ACTIVITY: Check every line of the entries for "instance", and copy the lines that hold it.

RECORDS SHOWN:
[Start of Attachment]

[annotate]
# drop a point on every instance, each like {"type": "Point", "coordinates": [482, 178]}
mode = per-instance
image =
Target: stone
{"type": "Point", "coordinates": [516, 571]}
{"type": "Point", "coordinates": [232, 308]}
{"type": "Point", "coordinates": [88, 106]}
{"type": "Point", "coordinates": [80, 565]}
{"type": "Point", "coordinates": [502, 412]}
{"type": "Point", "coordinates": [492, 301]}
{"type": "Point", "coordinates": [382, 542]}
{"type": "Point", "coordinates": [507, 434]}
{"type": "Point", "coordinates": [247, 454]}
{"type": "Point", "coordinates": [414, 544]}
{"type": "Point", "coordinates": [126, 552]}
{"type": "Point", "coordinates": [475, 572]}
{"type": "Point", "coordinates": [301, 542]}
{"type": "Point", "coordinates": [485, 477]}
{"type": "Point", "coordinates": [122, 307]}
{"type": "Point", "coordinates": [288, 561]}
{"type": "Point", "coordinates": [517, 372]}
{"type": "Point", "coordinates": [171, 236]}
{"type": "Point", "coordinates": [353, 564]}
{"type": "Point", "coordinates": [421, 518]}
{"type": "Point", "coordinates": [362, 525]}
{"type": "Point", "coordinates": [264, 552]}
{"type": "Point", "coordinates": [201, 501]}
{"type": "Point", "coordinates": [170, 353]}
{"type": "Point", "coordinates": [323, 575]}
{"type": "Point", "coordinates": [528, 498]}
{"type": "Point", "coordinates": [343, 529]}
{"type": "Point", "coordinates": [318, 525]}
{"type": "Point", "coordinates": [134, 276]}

[End of Attachment]

REPLY:
# drop a point on every instance, each like {"type": "Point", "coordinates": [482, 178]}
mode = per-instance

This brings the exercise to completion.